# REQUIRED TASK 1
In the Nora Roberts profile, which Silhouette editor called Roberts in 1980 to say she wanted to publish one of her manuscripts?
# REQUIRED TASK 2
Please write the next part of the Nora Roberts profile, picking up after its final sentence.

# DOCUMENT EXTRACT
------------------------------
In her sophomore year of high school, Roberts transferred to public school, where she met Ronald Aufdem-Brinke; she married him at seventeen, in 1968, right after graduation. The young couple moved to Keedysville and had a small house built in the woods. While Aufdem-Brinke worked at his father's sheet-metal business and later the Robertson lighting company, Roberts took care of their two children and the house. "Oh God, I had craft addictions," Roberts says, taking a drag on a cigarette. (She runs through a pack of Winstons at a pace that doesn't quite catch up to chain-smoking but runs several steps beyond casual.) "You name it, I made it. I macraméd two hammocks once. I did ceramics, I sewed the kids' clothes. I even put flies into overalls -- that is sick. I was a sick woman. I baked bread once a week. I canned jellies and made my own spaghetti sauce using my own tomatoes."
Sometime during the next decade (she calls the period her "Earth Mother" years), Roberts started to read Harlequin novels -- the short books were easy for her to finish while the kids were napping. During a blizzard in 1979, trapped inside with little more than her three- and six-year-old sons and a game of Candy Land, Roberts sat down with a pencil and wrote a manuscript of her own, a romance that she's since described as "very bad." In the next year and a half, while her kids were napping or at T-ball practice, she wrote at least six manuscripts in longhand. She submitted some of them to Harlequin, which at the time was using mainly British writers. Roberts didn't hear back, but her enthusiasm wasn't subdued. "I became a writing junkie," she says. Although she was rejected several times, she continued to write -- but started filing her manuscripts in a back drawer rather than submitting them.
Roberts then heard that a new romance publisher, Silhouette, was looking specifically for American writers, so she sent in her work. In 1980 she got a call from Nancy Jackson, a Silhouette editor, saying she had plucked one of Roberts' manuscripts -- Irish Thoroughbred, a slender love story about an Irish stable hand and her boss -- out of the slush pile. Jackson told Roberts she wanted to publish it. Eleanor Aufdem-Brinke changed her name to Nora Roberts because she says she assumed all romance authors used a nom de plume. The book "didn't make waves when it first came out," says Isabel Swift, her current editor, but it sold well in reprint. Roberts was hooked on the process, though, and published five more books the following year, eight the following and ten the year after that.
Roberts hit it big in 1985 when she wrote the first of her MacGregor family series, Playing the Odds. The book, which focuses on a matchmaking Scottish patriarch and his brood, became an immediate bestseller. Romance readers began associating the name Nora Roberts with multigenerational sagas: In addition to the MacGregors, she has written about the Donovans, a modern family of Irish magicians; the Calhouns, a family of pigheaded sisters in Maine; and the Stanislaskis, tempestuous Ukrainian immigrants.
------------------------------
# Data items
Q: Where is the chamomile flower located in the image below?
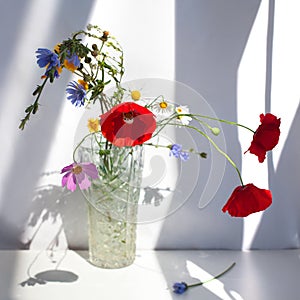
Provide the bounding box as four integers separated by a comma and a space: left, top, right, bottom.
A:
130, 90, 141, 101
153, 99, 174, 116
88, 118, 100, 132
175, 105, 192, 125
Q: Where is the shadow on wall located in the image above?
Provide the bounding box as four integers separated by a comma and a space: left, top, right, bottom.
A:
252, 105, 300, 249
156, 0, 261, 249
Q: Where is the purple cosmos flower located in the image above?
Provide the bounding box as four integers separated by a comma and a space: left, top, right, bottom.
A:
173, 282, 188, 294
66, 81, 86, 106
61, 162, 98, 192
170, 144, 190, 161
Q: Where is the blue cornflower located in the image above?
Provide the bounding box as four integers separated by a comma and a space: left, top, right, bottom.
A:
35, 48, 60, 71
66, 81, 86, 106
170, 144, 189, 161
173, 282, 188, 294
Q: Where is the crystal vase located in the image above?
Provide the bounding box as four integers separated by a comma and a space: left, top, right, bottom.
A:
78, 135, 143, 268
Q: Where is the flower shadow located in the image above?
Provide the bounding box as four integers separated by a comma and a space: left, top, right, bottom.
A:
20, 270, 78, 287
22, 178, 87, 250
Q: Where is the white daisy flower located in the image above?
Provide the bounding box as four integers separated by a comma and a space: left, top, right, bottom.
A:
175, 105, 192, 125
153, 100, 174, 116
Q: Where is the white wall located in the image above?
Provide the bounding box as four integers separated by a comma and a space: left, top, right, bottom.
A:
0, 0, 300, 248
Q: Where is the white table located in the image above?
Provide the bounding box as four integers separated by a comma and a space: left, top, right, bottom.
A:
0, 250, 300, 300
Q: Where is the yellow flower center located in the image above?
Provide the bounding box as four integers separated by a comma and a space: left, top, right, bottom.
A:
131, 90, 141, 101
77, 79, 89, 90
72, 165, 82, 175
159, 101, 168, 109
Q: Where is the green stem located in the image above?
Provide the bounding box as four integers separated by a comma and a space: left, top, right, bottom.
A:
169, 123, 244, 186
188, 262, 236, 288
189, 114, 255, 133
73, 132, 97, 163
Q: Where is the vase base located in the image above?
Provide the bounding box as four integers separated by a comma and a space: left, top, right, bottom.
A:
89, 255, 135, 269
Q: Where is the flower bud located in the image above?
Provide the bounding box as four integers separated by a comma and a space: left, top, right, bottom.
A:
210, 127, 221, 135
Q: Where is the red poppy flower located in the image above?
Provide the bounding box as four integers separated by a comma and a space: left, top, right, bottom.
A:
100, 102, 156, 147
245, 113, 280, 163
222, 183, 272, 217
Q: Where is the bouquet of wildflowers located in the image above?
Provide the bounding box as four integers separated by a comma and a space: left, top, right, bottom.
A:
19, 25, 280, 217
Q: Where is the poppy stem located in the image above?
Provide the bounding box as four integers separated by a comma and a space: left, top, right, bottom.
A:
169, 123, 244, 186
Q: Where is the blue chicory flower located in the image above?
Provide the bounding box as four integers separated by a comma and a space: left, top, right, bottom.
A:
173, 282, 188, 294
66, 81, 86, 107
35, 48, 60, 71
66, 53, 80, 68
170, 144, 189, 161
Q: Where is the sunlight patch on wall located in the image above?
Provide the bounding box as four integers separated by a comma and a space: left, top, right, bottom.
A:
237, 1, 268, 249
271, 0, 300, 169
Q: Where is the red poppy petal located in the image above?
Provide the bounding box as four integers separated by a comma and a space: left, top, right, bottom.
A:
------------------------------
# TASK OUTPUT 1
Nancy Jackson

# TASK OUTPUT 2
***
From the beginning, Roberts' heroines were not content to wear aprons or take dictation. In Irish Thoroughbred, though Roberts' heroine was young (early twenties) and virginal (well, she was a virgin), she was a horse groomer with an independent streak. Roberts wasn't alone in giving her female characters more authority in the workforce; other American romance authors -- like Jayne Ann Krentz, Sandra Brown and Elizabeth Lowell -- were doing the same. "I think one of the great things the American writer has brought to the romance novel," Krentz says, "is a modern interpretation of women's roles and women's values." Author Janet Evanovich adds, "The genre reflects the increased power and opportunity afforded today's women. We see more variety in the genre in terms of heroine age and occupation. And today's heroine is stronger, more self-reliant. Of course, Nora was always ahead of the pack. Her heroines were always strong."
Rebecca Sullivan, a heroine in Roberts' latest romantic suspense, Three Fates, is a quintessential Nora Roberts lead: She runs the family business (giving boat tours off the western coast of Ireland) and engineers the search for the family's lost treasure. Rebecca's a smart, capable lady with a sense of humor. In the course of the story, she falls in love with a computer expert who eventually marries her -- the book ends in Ireland with the assumption that the husband will help her with the business. "I'm not interested in telling stories about weak women," Roberts says. "Or if they're weak, I want to show how they grow and how they become strong. I'm not writing about Cinderella sitting waiting for her prince to come and take her away. She'll get out of it herself. The prince is a bonus, a completion, another element -- but it's not the answer to all of her problems."
***
Perched on a stool next to her kitchen counter, Roberts doesn't look like a purveyor of dreams. She could be any of a million women, taking a break from a million jobs, looking toward the end of a million days. Right now, her husband is outside, working in the yard before heading to town. Later on, he'll pick up groceries, and Nora will cook dinner; favorites are pasta with red sauce or Cajun chicken. Around 7:30, the two will retire for the evening, probably settling down for a while in front of the television -- it's Thursday, so they'll probably tune in for some of Friends or ER. And that's a typical end to a typical day for the world's most popular romance author. "I always wonder if they asked Agatha Christie if she was homicidal," Roberts says with a laugh. "I don't have a romantic lifestyle."
Still, she says, it's romance books she turns to when she wants to escape reality, so maybe the queen of the realm is, finally, one of its true citizens as well. Roberts, after all, spends her days holed up in her office, writing, researching and investigating the backgrounds for her books. She loves it, she says, but it's work. And when she's done, she's done. "When I read for pleasure," she says, "give me a story."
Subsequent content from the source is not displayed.